Select and copy each line of the material that contains the word "woman".

** Start of Records provided **

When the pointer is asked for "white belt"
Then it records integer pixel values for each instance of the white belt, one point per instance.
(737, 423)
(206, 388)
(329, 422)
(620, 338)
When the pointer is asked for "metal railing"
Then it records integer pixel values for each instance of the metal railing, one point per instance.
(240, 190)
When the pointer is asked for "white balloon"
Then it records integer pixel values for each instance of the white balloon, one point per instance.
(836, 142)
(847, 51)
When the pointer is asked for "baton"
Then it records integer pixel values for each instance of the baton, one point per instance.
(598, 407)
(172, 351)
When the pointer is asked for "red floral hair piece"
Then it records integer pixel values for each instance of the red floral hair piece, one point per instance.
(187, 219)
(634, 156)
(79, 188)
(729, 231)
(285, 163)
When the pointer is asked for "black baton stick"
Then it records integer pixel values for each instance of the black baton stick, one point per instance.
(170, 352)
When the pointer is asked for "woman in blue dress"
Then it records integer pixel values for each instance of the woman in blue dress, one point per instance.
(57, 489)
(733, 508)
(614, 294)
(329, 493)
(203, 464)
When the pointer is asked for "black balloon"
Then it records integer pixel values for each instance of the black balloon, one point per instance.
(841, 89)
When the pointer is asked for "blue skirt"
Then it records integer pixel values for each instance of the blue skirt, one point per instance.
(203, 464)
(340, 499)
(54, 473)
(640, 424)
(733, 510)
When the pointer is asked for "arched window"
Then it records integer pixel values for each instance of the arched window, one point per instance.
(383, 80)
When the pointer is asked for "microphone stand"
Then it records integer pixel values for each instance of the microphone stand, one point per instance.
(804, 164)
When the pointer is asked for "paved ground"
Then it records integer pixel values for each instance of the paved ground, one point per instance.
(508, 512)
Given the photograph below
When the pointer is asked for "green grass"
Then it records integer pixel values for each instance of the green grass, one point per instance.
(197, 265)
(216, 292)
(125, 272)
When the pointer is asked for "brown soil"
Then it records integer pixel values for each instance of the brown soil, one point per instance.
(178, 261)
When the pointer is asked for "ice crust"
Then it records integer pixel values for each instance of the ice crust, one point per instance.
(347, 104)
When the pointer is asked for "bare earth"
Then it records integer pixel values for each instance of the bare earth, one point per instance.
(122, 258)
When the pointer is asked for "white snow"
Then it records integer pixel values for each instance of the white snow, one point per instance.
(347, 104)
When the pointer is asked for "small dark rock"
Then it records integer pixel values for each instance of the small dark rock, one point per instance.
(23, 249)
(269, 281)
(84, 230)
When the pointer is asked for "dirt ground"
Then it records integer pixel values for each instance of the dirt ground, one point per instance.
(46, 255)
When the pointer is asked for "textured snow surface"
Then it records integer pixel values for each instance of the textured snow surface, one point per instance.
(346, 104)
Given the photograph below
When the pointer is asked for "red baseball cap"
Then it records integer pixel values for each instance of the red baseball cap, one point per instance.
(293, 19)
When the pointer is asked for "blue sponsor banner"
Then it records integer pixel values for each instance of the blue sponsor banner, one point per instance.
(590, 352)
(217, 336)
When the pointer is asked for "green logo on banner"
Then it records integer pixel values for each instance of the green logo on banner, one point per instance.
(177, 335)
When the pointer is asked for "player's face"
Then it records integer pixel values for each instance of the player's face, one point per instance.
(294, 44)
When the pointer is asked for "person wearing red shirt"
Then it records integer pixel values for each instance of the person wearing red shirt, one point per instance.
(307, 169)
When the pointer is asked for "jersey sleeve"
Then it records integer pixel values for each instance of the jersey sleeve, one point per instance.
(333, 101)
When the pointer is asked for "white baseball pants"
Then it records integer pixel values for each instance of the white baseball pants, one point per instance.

** End of Records provided **

◆ Exercise answer ◆
When the pointer is asked for "woman in blue dress"
Then it records integer pixel values for each instance of the woman in blue dress, one point per instance.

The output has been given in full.